For anyone who is considering divorce there are many more questions than there are answers. This primer on Wisconsin divorce will address those concerns and at least permit the decision to be an informed one.

Should we get divorced?

This may not seem like a legal question because the reasons that couples get divorced are sometimes not easily understood; however, the emotions aside, this is actually an important legal decision. We cannot help you with the fact that your marital relationship is no longer working; however, one thing that you must clearly understand is that the decision to divorce should not be made lightly. It will be a financial disaster for both of you. As a married couple you enjoy a certain standard of living. After you are divorced, though, your standard of living will be effectively cut in half. That is, after a divorce you will be supporting two separate households on the same total income. Many people do not adequately consider what this will mean. Imagine what your life would be like if you suddenly cut your family income in half. Could you afford your mortgage? If not, you will need to find a smaller home. Could you afford your car? Could you afford any of the non-essential expenses that you currently afford?
- - - -
Required tasks —
(a) Reproduce the Wisconsin divorce primer word for word, everything from "For anyone who" down to "we get divorced?".
(b) Shorten the paragraph of the Wisconsin divorce primer that begins "This may not seem like a legal question" while keeping its main facts.
(c) Extend the Wisconsin divorce primer with a few more sentences that pick up after its last one.
The listing that comes next has no connection to the Wisconsin divorce primer.
- - - -
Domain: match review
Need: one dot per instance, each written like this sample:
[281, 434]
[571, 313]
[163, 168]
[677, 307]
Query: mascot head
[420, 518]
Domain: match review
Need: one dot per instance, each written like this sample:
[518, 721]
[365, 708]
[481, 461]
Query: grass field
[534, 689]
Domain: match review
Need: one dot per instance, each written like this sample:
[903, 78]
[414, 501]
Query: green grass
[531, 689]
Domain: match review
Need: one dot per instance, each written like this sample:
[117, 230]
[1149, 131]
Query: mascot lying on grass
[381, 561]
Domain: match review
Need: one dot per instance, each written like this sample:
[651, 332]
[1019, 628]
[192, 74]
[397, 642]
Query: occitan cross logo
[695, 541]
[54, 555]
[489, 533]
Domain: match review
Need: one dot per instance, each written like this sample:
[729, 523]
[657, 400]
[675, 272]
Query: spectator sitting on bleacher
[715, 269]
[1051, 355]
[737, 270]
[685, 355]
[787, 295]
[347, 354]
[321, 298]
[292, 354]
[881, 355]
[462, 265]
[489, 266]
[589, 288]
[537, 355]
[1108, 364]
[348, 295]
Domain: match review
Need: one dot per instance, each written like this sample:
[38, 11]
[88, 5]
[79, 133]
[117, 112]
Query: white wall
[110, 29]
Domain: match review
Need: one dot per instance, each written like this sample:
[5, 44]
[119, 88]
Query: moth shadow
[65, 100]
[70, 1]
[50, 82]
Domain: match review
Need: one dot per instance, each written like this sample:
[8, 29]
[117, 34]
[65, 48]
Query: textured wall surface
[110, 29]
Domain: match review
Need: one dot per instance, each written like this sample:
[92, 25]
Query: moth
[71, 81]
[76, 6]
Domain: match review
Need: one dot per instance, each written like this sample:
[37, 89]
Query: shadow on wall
- - - -
Exercise results —
(a)
For anyone who is considering divorce there are many more questions than there are answers. This primer on Wisconsin divorce will address those concerns and at least permit the decision to be an informed one.

Should we get divorced?

(b) Although emotions drive it, deciding to divorce is an important legal decision and should not be made lightly. Divorce is a financial disaster for both spouses: the same total income must support two separate households, effectively cutting each person's standard of living in half. Many people fail to consider what this means, including whether they could still afford their mortgage, their car or any non-essential expenses.

(c)
On the other hand, if you and your spouse are not currently living together, whatever hopes you may hold out for reconciliation should not stop you from filing for divorce or legal separation. The family law in Wisconsin is written so as to encourage couples to reconcile even after the action is started. For example, no final judgment of divorce  may be entered until at least 120 days have passed from the time it is filed. Also, if the couple would like to try to live together to determine whether the marriage can be saved the court proceedings can be "put on hold" (a stay of proceedings) by the court. If the attempt at reconciliation does not succeed then the divorce action can go forward without having to refile it. When you and your spouse are not living together you may come to believe that you are, in effect, divorced. You must remember, though, that you are still married for all legal purposes. If a woman becomes pregnant the law presumes that the husband is the father (regardless of whether this is biologically true or not). Likewise, if one spouse becomes ill or is injured and cannot work, the other spouse may be liable for a large maintenance payment.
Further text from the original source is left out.